:: Information shown ::
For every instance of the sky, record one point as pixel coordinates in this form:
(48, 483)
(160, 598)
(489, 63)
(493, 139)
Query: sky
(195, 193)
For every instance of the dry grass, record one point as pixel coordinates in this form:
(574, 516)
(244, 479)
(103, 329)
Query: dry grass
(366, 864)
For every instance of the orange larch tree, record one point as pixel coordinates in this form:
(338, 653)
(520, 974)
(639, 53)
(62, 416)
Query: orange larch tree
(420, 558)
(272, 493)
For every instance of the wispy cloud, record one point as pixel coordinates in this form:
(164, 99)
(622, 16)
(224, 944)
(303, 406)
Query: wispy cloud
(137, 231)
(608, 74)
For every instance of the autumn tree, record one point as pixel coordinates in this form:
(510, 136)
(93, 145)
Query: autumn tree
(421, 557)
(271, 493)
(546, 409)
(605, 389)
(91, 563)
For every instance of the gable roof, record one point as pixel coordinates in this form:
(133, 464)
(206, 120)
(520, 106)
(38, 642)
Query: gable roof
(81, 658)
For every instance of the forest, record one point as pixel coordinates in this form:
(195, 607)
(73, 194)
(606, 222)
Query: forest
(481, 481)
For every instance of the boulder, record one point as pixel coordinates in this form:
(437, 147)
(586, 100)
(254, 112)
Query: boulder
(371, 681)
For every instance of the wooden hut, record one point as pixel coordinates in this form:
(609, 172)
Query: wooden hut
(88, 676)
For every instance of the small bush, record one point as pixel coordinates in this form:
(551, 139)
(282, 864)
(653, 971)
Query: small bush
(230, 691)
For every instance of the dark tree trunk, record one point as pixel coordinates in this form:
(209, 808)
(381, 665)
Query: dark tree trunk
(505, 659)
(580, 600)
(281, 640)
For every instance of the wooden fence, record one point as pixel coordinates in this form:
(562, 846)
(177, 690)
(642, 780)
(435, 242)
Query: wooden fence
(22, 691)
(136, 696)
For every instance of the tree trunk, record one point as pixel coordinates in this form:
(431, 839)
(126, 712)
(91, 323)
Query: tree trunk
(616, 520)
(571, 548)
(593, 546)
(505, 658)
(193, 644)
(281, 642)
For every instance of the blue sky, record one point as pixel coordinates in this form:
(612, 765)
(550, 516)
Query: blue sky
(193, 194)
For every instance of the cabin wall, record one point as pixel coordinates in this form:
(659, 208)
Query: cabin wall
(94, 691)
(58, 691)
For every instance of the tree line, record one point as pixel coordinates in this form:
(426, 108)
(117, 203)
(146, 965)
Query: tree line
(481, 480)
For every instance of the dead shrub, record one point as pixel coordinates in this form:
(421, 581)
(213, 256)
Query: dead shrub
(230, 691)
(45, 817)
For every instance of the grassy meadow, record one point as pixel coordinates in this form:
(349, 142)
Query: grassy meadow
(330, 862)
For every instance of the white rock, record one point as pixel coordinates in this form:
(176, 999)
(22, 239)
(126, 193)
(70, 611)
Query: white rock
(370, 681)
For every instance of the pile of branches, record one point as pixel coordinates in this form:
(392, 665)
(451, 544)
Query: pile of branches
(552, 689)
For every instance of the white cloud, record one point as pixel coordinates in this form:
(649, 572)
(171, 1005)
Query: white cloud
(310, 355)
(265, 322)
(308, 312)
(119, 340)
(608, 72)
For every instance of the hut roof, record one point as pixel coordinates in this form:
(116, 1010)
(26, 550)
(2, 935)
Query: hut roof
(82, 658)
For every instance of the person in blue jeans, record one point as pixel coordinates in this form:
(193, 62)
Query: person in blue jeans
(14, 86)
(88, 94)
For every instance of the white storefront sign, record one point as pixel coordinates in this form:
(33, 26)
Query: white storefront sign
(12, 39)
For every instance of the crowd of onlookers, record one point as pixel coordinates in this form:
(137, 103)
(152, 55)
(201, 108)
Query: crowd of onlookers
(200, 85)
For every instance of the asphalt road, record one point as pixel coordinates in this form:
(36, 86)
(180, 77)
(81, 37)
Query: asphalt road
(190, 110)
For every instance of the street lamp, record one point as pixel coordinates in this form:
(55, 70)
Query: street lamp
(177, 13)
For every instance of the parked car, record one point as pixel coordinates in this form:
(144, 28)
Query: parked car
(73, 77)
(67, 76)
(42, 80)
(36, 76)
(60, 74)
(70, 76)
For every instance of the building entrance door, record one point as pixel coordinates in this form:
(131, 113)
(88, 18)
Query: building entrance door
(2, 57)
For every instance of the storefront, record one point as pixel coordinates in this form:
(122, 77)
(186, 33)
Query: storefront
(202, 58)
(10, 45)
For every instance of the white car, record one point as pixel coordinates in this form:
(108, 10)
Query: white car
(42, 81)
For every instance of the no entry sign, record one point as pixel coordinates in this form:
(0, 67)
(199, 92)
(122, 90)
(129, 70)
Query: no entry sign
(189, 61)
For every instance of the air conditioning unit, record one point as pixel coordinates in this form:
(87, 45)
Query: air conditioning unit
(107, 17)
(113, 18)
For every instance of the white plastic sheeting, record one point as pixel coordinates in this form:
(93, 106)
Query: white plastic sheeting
:::
■ **To do**
Please work out how many lines in the records hold the string "sheeting", and give only the number.

■ **Written solution**
2